> _Task directions_: Pull out each line in the records below that contains the word "brick".

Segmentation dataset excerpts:
----------------
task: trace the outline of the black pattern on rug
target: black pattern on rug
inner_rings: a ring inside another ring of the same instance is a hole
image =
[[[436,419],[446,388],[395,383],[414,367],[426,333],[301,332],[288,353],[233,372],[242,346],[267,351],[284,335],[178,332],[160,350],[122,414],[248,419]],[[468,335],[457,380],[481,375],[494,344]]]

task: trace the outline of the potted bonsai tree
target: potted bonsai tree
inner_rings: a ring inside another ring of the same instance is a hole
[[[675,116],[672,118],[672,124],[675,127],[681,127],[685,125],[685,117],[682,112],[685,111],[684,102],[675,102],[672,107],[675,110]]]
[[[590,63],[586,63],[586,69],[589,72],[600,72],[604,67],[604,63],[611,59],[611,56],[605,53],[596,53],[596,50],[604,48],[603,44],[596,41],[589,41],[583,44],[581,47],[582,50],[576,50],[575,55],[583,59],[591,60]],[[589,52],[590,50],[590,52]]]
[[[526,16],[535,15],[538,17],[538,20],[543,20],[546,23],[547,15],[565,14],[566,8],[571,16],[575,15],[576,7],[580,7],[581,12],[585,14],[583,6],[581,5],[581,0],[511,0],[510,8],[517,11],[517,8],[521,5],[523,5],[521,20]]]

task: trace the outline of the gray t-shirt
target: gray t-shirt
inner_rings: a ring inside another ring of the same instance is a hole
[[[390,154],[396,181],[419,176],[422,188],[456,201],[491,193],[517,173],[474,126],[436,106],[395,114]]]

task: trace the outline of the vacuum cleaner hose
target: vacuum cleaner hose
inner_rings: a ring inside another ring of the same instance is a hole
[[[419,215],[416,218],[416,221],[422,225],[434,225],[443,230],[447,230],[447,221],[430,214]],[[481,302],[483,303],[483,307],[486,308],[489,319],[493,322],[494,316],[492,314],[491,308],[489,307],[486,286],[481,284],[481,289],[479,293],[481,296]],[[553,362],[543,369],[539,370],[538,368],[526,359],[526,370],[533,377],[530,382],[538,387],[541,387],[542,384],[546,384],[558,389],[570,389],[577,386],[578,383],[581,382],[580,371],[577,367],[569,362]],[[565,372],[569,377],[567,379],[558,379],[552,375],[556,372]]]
----------------
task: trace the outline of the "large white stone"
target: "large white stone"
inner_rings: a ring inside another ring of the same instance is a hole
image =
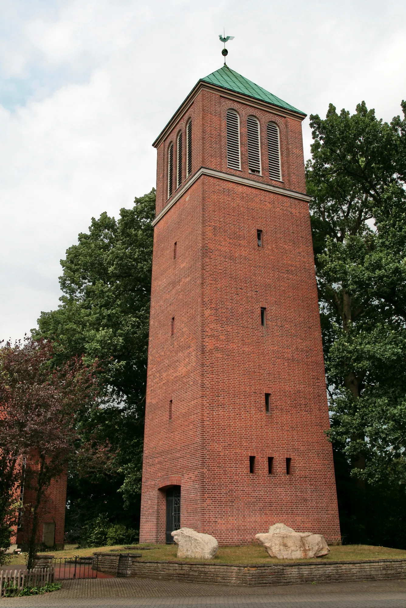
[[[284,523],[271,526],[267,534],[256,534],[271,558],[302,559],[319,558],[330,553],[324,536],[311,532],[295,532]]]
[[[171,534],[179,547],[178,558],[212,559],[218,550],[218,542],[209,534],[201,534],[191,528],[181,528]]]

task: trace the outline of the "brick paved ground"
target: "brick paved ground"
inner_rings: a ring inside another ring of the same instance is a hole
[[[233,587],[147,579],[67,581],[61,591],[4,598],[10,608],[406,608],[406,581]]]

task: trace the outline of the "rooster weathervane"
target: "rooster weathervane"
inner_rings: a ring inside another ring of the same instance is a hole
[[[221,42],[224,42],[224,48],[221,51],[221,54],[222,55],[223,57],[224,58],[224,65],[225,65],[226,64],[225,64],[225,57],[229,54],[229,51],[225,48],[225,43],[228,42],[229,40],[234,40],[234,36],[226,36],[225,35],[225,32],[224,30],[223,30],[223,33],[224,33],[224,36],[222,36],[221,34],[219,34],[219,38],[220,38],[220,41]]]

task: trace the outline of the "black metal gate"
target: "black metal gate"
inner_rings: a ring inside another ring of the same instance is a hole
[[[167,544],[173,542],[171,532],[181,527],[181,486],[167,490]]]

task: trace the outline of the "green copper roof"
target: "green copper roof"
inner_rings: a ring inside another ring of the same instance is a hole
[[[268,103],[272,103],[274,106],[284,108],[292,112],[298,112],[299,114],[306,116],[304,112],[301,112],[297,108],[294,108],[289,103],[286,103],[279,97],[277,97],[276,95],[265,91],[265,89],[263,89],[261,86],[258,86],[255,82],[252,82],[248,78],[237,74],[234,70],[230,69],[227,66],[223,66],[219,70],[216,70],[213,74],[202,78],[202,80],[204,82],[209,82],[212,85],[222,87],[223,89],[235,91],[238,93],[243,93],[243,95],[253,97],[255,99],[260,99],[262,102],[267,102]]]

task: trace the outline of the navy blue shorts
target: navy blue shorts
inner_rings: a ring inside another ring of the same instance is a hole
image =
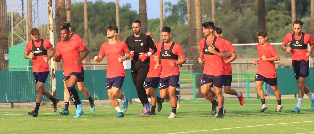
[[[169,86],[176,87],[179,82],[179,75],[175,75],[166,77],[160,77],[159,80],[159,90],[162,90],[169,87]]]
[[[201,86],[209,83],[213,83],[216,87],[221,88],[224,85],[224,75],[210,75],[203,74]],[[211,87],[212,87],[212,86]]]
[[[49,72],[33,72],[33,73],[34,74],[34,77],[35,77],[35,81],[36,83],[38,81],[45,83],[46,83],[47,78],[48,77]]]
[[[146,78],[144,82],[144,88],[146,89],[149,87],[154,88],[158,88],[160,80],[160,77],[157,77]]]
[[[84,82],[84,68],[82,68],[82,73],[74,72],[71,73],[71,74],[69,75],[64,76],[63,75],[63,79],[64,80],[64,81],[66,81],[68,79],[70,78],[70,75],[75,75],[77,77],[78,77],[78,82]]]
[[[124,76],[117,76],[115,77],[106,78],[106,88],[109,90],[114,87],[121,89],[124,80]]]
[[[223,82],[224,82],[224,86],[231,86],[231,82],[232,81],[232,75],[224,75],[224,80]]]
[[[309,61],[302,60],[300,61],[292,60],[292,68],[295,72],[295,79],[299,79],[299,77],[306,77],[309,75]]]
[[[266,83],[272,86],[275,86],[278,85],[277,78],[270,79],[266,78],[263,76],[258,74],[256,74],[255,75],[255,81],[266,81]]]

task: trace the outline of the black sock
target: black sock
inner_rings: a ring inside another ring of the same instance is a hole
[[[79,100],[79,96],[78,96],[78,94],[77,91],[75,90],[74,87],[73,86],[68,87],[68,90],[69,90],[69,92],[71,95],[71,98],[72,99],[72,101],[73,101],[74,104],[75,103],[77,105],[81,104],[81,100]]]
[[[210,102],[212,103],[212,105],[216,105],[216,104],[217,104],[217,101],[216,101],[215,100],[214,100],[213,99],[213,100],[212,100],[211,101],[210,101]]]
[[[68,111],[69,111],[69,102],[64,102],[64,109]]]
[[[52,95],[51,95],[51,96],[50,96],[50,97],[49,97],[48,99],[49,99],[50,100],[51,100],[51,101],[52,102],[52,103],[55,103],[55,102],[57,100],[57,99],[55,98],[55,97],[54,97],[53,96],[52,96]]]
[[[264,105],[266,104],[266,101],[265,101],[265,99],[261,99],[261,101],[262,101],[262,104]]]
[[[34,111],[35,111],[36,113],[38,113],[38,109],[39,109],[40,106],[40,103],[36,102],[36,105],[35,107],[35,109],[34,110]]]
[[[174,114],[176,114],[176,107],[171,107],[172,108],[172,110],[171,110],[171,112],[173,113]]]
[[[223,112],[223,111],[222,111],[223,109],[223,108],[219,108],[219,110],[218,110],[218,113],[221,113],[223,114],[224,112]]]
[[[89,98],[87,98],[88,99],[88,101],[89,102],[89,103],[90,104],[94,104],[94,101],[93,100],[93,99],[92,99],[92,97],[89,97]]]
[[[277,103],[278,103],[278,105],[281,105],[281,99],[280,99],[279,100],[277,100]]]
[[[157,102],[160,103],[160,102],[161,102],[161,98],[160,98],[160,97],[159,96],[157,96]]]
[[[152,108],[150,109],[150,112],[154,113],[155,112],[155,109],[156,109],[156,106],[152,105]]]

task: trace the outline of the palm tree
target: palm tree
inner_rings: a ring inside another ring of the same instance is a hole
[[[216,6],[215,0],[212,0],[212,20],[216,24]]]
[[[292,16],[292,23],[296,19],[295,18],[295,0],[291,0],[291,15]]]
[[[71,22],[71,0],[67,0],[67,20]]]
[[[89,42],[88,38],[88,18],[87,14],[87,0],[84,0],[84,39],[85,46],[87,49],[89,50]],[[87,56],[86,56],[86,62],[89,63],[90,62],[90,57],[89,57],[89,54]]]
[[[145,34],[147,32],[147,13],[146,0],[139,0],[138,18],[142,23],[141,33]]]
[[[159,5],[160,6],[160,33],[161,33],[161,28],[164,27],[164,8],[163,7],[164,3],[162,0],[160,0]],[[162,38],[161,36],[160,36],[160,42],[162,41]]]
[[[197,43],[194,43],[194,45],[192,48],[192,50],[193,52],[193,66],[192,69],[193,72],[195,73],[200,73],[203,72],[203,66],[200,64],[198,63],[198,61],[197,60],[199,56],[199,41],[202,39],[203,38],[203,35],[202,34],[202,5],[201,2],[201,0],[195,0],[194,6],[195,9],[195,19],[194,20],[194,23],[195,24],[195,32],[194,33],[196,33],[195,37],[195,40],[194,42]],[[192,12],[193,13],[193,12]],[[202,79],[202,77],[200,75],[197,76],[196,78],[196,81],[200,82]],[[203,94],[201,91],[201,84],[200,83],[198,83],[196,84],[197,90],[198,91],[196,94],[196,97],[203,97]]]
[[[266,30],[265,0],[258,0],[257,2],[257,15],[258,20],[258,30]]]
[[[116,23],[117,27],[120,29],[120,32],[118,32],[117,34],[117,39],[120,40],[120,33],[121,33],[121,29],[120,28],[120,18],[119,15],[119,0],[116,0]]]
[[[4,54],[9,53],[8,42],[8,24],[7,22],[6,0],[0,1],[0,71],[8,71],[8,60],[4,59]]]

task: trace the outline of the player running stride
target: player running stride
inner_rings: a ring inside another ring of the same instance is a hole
----------------
> _Solution to this problem_:
task: trace the outline of the "brick paved ground"
target: "brick paved ground"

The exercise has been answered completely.